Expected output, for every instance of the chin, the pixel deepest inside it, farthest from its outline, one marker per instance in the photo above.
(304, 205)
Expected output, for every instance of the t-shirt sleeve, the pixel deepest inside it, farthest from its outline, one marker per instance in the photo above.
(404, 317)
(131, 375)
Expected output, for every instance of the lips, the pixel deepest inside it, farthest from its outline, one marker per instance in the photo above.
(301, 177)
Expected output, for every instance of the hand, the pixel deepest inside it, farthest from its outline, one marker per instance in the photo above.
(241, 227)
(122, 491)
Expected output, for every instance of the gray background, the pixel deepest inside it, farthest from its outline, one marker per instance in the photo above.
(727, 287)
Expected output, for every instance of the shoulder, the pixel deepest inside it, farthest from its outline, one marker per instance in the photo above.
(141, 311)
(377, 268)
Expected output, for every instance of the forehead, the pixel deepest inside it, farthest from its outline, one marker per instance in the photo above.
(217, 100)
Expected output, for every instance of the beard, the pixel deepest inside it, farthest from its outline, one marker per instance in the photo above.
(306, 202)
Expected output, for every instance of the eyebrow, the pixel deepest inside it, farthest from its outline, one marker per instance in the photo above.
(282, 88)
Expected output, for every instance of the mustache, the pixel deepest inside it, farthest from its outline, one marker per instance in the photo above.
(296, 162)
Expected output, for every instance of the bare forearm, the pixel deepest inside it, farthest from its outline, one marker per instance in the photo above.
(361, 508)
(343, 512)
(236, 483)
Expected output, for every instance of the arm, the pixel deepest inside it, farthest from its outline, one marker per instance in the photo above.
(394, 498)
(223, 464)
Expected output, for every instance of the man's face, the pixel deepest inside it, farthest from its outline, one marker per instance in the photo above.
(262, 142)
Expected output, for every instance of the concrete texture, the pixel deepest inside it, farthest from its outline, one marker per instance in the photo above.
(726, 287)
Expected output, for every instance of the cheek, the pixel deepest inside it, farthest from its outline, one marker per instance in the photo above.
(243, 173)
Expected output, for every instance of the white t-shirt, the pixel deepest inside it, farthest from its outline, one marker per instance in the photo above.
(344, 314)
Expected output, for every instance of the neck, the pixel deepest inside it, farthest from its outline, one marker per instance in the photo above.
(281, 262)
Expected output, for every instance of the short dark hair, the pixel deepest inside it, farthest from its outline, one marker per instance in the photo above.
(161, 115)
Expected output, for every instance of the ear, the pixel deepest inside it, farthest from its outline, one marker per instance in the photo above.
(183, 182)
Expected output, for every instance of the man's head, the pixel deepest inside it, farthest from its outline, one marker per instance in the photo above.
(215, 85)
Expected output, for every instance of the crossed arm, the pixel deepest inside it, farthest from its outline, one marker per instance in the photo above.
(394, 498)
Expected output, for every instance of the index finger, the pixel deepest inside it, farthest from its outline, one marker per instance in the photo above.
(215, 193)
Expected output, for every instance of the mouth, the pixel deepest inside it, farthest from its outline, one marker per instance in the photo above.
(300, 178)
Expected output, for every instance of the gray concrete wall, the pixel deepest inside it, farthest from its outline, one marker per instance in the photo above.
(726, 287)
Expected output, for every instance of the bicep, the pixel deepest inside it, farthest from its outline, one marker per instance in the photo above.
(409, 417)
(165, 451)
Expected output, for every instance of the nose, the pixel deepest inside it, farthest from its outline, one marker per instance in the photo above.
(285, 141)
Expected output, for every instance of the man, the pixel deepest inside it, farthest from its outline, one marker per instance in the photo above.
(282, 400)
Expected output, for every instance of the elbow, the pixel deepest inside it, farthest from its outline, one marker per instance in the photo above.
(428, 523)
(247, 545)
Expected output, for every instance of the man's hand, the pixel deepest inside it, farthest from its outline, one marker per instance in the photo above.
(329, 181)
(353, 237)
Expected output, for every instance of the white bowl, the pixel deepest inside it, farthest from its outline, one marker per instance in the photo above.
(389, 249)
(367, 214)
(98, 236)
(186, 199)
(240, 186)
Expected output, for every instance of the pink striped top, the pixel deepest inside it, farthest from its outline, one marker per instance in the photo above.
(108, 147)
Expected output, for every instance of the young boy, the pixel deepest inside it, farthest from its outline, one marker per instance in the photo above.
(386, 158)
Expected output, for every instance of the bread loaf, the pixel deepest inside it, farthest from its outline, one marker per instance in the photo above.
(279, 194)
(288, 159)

# # #

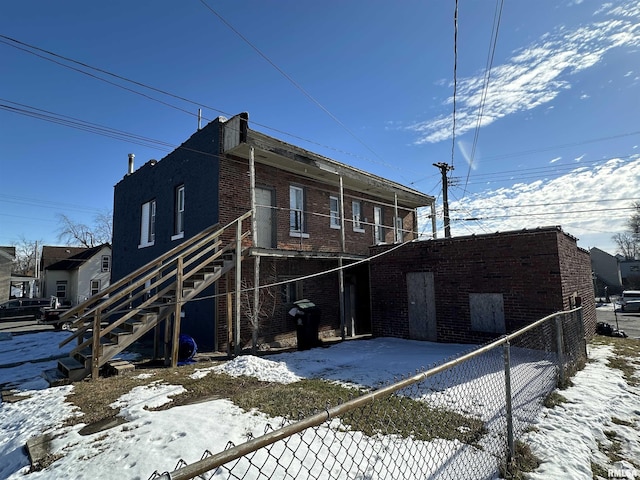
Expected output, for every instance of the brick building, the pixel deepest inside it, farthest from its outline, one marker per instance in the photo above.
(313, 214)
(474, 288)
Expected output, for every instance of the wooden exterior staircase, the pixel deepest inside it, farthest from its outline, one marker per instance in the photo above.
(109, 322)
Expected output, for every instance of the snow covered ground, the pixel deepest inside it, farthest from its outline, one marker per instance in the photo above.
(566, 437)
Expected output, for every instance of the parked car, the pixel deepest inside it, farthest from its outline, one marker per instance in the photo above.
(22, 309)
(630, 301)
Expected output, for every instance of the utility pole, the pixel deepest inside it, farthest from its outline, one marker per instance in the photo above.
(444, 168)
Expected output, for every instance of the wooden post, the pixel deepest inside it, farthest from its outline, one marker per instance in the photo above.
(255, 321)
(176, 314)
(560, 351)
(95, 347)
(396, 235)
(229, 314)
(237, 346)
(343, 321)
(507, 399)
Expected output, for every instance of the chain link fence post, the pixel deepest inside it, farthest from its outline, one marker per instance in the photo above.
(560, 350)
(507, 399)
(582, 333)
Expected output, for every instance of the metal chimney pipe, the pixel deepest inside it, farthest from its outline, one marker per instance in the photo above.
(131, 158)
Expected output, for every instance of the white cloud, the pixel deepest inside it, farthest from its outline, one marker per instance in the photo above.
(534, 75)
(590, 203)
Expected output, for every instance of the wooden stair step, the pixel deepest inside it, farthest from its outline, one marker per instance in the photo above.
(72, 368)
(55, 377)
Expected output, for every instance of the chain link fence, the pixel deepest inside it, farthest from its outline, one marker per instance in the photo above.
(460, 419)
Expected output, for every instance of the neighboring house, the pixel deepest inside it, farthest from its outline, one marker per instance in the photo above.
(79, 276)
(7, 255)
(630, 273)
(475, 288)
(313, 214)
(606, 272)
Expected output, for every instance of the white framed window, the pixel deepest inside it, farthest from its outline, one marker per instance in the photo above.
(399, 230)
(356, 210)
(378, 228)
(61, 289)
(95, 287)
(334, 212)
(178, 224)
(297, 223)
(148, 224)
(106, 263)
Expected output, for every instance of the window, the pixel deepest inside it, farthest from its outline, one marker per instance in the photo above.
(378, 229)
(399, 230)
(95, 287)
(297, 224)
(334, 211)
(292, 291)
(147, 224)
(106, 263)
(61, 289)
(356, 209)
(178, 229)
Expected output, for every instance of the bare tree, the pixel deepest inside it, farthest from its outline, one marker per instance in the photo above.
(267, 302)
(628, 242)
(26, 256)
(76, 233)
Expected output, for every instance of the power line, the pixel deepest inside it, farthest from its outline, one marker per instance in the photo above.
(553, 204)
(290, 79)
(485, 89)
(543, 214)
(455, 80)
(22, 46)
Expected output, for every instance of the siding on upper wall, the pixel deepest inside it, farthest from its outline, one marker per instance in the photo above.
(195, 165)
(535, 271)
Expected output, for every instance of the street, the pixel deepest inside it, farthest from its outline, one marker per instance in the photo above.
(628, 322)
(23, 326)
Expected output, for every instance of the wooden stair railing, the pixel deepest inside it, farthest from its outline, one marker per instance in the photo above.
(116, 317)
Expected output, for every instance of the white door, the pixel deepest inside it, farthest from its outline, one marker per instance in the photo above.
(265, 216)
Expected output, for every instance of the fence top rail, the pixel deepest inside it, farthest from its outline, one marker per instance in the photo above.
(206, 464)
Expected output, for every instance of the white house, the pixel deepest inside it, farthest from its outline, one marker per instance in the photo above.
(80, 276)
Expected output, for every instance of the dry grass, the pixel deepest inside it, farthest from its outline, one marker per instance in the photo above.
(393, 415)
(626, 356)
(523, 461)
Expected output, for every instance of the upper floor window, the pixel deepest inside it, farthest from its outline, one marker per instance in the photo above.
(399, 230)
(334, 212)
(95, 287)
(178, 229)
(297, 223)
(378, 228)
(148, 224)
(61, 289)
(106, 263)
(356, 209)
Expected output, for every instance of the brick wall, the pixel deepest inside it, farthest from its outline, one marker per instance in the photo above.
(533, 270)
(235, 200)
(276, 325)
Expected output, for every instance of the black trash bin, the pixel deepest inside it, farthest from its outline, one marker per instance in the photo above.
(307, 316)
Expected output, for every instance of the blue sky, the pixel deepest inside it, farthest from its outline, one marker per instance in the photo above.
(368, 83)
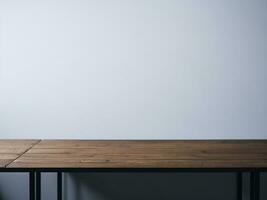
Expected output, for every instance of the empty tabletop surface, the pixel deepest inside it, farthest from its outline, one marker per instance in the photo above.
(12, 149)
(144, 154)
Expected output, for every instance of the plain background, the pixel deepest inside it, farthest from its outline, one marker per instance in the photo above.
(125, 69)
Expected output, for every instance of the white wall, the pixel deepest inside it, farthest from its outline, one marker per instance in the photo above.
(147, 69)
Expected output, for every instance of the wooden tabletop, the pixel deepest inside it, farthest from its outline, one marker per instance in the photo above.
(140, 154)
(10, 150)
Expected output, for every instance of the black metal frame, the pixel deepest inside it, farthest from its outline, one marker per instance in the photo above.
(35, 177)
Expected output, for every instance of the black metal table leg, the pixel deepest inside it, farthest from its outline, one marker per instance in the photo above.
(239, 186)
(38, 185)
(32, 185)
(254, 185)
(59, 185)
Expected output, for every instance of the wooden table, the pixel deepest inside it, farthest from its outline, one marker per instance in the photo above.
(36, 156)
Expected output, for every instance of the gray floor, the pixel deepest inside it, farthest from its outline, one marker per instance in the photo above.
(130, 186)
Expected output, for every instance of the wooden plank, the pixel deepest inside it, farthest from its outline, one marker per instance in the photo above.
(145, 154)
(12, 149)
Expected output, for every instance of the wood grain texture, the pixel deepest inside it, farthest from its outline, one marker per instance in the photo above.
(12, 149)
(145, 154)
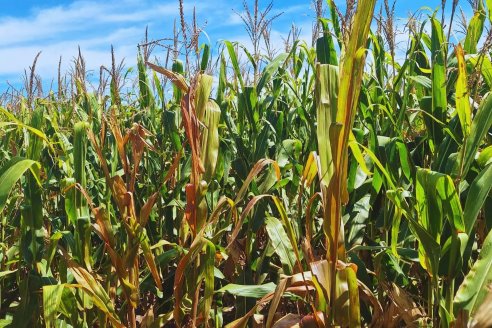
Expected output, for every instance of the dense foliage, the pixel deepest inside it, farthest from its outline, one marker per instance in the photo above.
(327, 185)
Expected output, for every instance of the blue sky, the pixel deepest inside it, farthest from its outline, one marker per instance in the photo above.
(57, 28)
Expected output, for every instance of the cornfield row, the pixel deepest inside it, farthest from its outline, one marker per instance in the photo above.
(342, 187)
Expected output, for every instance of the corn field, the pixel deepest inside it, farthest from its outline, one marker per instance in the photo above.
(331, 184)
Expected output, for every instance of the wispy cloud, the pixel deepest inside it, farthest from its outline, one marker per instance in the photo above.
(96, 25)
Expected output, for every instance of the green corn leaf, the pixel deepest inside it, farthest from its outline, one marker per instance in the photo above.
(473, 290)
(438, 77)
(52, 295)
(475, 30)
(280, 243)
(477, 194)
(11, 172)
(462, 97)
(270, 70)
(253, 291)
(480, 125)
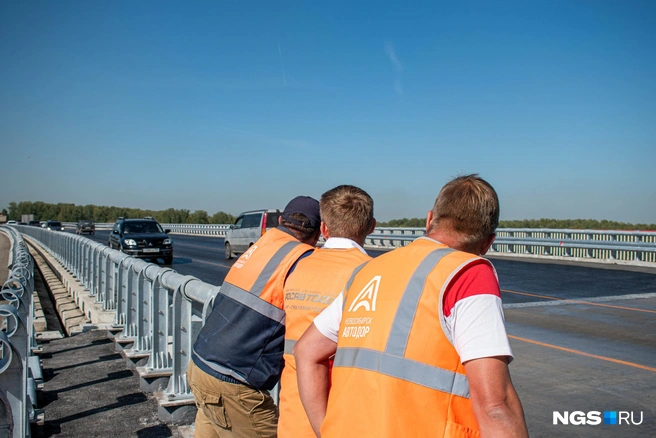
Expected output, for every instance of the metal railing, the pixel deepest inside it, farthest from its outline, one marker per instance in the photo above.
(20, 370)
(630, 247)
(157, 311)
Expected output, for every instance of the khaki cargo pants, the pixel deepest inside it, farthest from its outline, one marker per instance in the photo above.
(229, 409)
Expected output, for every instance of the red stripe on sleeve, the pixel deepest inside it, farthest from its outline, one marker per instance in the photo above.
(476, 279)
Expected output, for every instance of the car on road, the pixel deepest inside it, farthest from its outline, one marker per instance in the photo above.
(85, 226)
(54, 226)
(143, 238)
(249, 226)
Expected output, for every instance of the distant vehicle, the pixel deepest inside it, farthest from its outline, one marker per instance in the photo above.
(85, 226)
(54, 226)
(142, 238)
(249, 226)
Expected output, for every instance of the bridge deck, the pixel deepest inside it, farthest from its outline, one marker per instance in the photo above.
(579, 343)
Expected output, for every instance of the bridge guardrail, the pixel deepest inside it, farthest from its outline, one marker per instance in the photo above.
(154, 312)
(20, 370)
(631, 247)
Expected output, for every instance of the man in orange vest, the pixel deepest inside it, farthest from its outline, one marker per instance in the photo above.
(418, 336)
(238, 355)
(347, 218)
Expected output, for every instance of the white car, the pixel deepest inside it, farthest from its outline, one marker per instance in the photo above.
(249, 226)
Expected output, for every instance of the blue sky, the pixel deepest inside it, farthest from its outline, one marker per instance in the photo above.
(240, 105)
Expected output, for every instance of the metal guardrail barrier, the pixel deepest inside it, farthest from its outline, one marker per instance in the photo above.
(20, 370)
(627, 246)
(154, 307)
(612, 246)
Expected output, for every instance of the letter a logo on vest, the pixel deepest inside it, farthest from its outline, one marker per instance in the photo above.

# # #

» Required work
Return, unchanged, the part of the listing that opens with the line containing "Expected output, for every instance of the white car, the" and closes with the line containing "Expected output, for every instance of the letter", including both of those lines.

» Exercise solution
Expected output, for every instance of the white car, the pixel deepest inside it, farthest from its outline, one marker per instance in the photo above.
(249, 226)
Expected output, for every instance of the blue sky, the pixel deepest inside it, farthest from its outline, one marker per instance in the photo above.
(240, 105)
Expected output, for every instance of the metal guardrail barrier, the pixel deepest inside it, farthest from its outline, one marker per instance in the photo above.
(20, 370)
(627, 246)
(154, 307)
(612, 246)
Expected output, for every instance of the letter a logo on vest, the pixel deepest inside it, farthest from its outline, one marker per instance in the photo above.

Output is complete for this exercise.